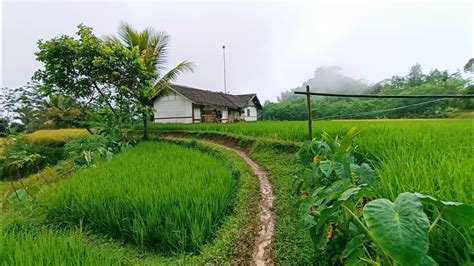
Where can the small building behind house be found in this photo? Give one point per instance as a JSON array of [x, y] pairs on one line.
[[183, 104]]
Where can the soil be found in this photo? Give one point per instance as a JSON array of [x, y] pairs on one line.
[[262, 249]]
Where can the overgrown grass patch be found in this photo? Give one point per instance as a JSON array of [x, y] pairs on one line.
[[157, 195], [56, 137]]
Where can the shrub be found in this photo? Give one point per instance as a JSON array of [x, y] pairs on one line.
[[22, 247], [57, 137]]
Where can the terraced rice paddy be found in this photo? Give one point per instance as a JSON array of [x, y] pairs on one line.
[[435, 157], [48, 248], [158, 196], [431, 156]]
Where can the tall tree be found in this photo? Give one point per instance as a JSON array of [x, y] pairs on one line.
[[93, 71], [153, 47]]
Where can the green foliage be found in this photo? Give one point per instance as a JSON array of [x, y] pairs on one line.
[[24, 158], [88, 150], [341, 210], [153, 48], [293, 107], [147, 196], [20, 247]]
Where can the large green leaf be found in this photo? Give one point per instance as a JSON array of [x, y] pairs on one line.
[[400, 228], [455, 212], [364, 172]]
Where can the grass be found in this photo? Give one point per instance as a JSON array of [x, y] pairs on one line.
[[429, 156], [56, 136], [232, 244], [18, 247], [147, 196]]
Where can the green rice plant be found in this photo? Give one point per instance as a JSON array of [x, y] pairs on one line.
[[158, 195], [20, 247], [433, 156]]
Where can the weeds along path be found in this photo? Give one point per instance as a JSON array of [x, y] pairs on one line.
[[262, 250]]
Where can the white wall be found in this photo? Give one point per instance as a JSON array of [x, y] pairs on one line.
[[252, 115], [173, 108], [197, 114]]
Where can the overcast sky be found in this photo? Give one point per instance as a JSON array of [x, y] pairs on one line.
[[270, 47]]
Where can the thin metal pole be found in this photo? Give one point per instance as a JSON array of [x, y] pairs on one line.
[[310, 119], [225, 85]]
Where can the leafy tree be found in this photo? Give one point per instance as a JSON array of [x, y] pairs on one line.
[[3, 126], [99, 73], [153, 48]]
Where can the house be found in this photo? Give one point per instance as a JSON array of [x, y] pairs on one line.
[[182, 104]]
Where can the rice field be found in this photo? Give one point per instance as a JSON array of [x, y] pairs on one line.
[[433, 156], [19, 247], [147, 196]]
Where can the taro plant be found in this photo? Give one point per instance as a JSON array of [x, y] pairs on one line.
[[349, 225]]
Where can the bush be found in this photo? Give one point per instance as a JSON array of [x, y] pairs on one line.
[[147, 196]]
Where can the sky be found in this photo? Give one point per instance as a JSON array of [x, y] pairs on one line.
[[270, 46]]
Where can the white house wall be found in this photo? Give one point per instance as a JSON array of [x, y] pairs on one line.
[[252, 116], [173, 108]]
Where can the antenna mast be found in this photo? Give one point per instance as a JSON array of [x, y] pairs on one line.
[[225, 85]]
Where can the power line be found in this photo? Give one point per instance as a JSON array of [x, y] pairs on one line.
[[386, 96], [381, 111]]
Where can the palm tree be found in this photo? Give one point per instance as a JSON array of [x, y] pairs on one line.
[[153, 47]]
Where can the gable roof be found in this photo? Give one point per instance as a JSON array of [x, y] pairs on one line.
[[206, 97]]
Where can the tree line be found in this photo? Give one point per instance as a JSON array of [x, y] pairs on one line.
[[329, 79]]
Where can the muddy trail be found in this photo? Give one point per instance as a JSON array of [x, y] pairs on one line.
[[262, 250]]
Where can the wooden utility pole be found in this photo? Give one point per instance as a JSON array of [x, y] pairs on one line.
[[310, 118]]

++++++++++++++++++++

▸ **Work required**
Make a word-for-word repeat of the material, skipping all pictures.

▸ **Your solution**
Where can the small building behind house be found in this photo? Give one point per instance as a JSON array of [x, y] pairs on one line.
[[183, 104]]
Where can the soil be found in this photo? Give one point per instance as a JSON array of [x, y] pairs on one line.
[[262, 249]]
Where can the overgrown grass patch be found in this photo? Give one point per instance as a JSON array of [x, y] pairs on one line.
[[157, 195], [56, 137]]
Where can the shrub be found in this photo? Give one point per instance as a JSON array of [x, y] pairs on one line.
[[22, 247], [57, 137]]
Where can the terraced rice paddy be found in this photo? Give one point per instance as a JSON array of [x, y] pairs on one line.
[[435, 157], [48, 248], [158, 196], [431, 156]]
Where can the tall tree be found in this photo? Give one point per instance as a JSON array of [x, y] pairs on one line.
[[93, 71], [153, 47]]
Where can the green foliage be found in this photo? Give one point per instance as a JSON array of [x, y] pairs on one line.
[[24, 158], [88, 150], [341, 210], [153, 48], [293, 107], [147, 196], [20, 247]]
Where can the large green leaf be found in this photo? Give one point per instance as a JSON array of [x, y] pairs on one line.
[[400, 228], [455, 212], [364, 172]]
Where can the grass be found in this photo? Give one point per instance as a JSON array of [x, y] pairs on one line.
[[429, 156], [56, 136], [232, 244], [18, 247], [147, 196]]
Where can the green rice plant be found in this photo? Give one point per instance as a JSON array of [x, y] pairs on one line.
[[158, 195], [20, 247], [433, 156]]
Where can the weeds along path be found in this photo? Give one point per instance as a JSON array of [x, y] pairs on one line.
[[262, 250]]
Where can the white wall be found in this photo? Give one point per instance as a JSON array of [x, y] pairs on one line.
[[252, 115], [173, 108], [197, 114]]
Where can the overcast sky be found in this photo? Give one point per instance as a JSON array of [x, y] pairs on one line.
[[270, 47]]
Where can the thin metal pole be found in this photo? Give one point per instance as a JSON array of [x, y] pairs on one line.
[[310, 119], [225, 85]]
Where can the leafy tree be found in this photo? Give one point per instance as a JSON array of [x, y] pairs on one line.
[[3, 126], [99, 73], [153, 48]]
Where can the house be found in this photo? Give one point per instance as a JSON array of [x, y] pairs on one line.
[[182, 104]]
Where can the rice field be found in this photo? Give one point per instance as a JSON array of [x, y] pairs on one line.
[[433, 156], [19, 247], [147, 196]]
Where can the taro plant be found in this photo? Give one point per instance as a JSON array of [x, y] pairs on one line.
[[349, 225]]
Where can the bush be found in this photo? Give one point per instance as a JSON array of [x, y] pairs on one line.
[[147, 196]]
Where can the sky be found in this photo? Give one point per instance as a JSON array of [x, y] pairs on one line.
[[270, 46]]
Where can the white house wall be found in this photo? Give one point per instance as a JSON array of [x, y] pairs on one line.
[[252, 116], [173, 108]]
Where can the antenna mast be found in this photo? Give one point per instance as a JSON array of [x, y] pairs on one line.
[[225, 85]]
Where can the power line be found in this photo? Give one point per instance as a JSON array of [x, y] pairs on one line.
[[386, 96], [381, 111]]
Where can the palm tree be found in this photo? Give one point per instance as a JSON array of [x, y] pairs on one line.
[[153, 47]]
Where can the gable roof be found in this photo? Give one point per instance as a JSON array of [x, y] pairs on one line.
[[206, 97]]
Where can the tree line be found in this photo? Give one point per instance as a JSON array of [x, y] pairs on one line.
[[329, 79]]
Where can the muddy trail be found in this photo? Give one point per instance as a JSON array of [x, y] pairs on one line.
[[262, 250]]
Where can the wooden utility pole be found in this photo? Give one point per instance as a JSON array of [x, y] pairs on one line.
[[310, 118]]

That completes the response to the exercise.